● Provided data
----

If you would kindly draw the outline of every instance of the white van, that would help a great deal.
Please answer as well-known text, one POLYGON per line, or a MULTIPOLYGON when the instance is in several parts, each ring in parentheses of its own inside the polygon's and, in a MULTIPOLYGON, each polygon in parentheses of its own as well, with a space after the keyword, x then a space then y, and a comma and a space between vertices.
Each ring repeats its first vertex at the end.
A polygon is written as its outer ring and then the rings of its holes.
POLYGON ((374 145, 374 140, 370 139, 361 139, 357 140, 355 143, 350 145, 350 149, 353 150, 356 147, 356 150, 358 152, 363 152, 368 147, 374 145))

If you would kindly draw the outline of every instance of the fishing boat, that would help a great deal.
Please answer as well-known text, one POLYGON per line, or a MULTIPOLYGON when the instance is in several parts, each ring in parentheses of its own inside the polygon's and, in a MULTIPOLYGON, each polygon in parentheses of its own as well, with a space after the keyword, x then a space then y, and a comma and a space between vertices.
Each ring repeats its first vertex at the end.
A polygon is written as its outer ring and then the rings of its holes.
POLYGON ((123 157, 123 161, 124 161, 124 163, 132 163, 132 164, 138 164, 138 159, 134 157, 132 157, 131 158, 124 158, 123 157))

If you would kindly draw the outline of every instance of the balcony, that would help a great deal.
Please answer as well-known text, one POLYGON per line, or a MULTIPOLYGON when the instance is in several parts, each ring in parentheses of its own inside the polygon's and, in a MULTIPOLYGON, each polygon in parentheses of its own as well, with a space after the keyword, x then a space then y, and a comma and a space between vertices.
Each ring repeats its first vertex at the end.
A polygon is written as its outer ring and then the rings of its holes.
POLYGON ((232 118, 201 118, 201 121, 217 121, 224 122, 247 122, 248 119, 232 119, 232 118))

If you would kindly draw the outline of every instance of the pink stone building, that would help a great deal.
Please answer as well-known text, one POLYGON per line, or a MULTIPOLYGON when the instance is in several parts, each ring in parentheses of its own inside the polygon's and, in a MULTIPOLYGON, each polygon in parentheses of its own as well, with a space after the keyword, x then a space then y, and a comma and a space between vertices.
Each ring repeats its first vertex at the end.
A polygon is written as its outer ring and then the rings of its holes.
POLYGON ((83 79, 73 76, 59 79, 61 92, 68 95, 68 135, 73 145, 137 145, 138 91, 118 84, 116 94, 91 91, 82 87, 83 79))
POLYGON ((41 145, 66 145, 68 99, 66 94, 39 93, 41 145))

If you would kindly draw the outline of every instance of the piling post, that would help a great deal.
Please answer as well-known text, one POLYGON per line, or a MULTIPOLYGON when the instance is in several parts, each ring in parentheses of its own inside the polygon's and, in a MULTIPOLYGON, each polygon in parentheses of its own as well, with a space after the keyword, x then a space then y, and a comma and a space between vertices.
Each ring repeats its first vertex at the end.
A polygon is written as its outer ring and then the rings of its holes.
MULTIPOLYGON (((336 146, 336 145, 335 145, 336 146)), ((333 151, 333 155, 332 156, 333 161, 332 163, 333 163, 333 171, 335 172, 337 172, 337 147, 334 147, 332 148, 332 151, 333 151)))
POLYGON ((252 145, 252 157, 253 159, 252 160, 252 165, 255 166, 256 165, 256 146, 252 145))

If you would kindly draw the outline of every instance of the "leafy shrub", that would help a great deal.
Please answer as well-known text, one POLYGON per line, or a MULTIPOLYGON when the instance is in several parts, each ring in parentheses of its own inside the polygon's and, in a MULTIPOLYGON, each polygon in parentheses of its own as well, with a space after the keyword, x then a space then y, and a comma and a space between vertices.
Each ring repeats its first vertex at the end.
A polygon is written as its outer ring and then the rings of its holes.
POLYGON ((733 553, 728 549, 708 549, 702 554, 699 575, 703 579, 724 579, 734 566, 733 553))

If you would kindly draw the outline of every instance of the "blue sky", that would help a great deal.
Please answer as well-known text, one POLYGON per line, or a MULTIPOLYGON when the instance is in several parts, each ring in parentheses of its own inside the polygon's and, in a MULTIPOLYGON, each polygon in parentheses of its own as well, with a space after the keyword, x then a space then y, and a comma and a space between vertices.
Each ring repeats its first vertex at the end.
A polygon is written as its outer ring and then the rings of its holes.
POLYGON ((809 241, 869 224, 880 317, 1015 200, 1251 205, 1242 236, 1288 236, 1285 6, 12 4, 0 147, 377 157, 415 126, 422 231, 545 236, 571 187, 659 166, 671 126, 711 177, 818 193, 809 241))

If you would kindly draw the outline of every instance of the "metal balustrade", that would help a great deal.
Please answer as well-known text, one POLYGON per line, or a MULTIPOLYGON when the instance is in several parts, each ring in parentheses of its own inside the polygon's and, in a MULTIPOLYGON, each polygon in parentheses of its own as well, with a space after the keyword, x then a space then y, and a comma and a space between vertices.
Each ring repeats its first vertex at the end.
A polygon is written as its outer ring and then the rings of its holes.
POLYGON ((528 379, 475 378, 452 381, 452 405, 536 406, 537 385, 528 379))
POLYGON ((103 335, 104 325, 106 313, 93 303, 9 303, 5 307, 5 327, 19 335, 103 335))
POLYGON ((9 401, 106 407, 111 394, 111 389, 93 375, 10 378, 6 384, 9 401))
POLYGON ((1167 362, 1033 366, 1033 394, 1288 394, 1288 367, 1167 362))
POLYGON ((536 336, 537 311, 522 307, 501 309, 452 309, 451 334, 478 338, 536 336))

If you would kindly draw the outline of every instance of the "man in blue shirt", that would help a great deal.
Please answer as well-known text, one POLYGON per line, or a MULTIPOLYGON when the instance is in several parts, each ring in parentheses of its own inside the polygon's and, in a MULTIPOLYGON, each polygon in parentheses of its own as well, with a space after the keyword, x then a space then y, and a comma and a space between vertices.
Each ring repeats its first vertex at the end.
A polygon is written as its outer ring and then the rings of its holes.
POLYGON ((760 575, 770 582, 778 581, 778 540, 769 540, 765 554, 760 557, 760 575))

----

● Exercise requirements
Copy everything from the start of the records down to the line containing "POLYGON ((374 145, 374", substituting "delivery truck" for "white van" and leaving all else unchanged.

● Correct response
If you would kindly draw the outline of every instance of the delivery truck, that would help a great deal.
Please answer as well-known text, one POLYGON per line, or a MULTIPOLYGON when the instance is in several parts, each ring in parentheses of its own inside the polygon's and, in a MULTIPOLYGON, each polygon in parentheses of its own as well, with a space after the keyword, x then a space then y, and a comma and a space between vertices.
Each ring repeats its first vertex at the end.
A polygon is written as its outer ring and then the rings of its holes.
POLYGON ((374 145, 374 140, 370 139, 361 139, 357 140, 355 143, 350 145, 350 149, 353 150, 356 147, 356 150, 358 152, 363 152, 368 147, 374 145))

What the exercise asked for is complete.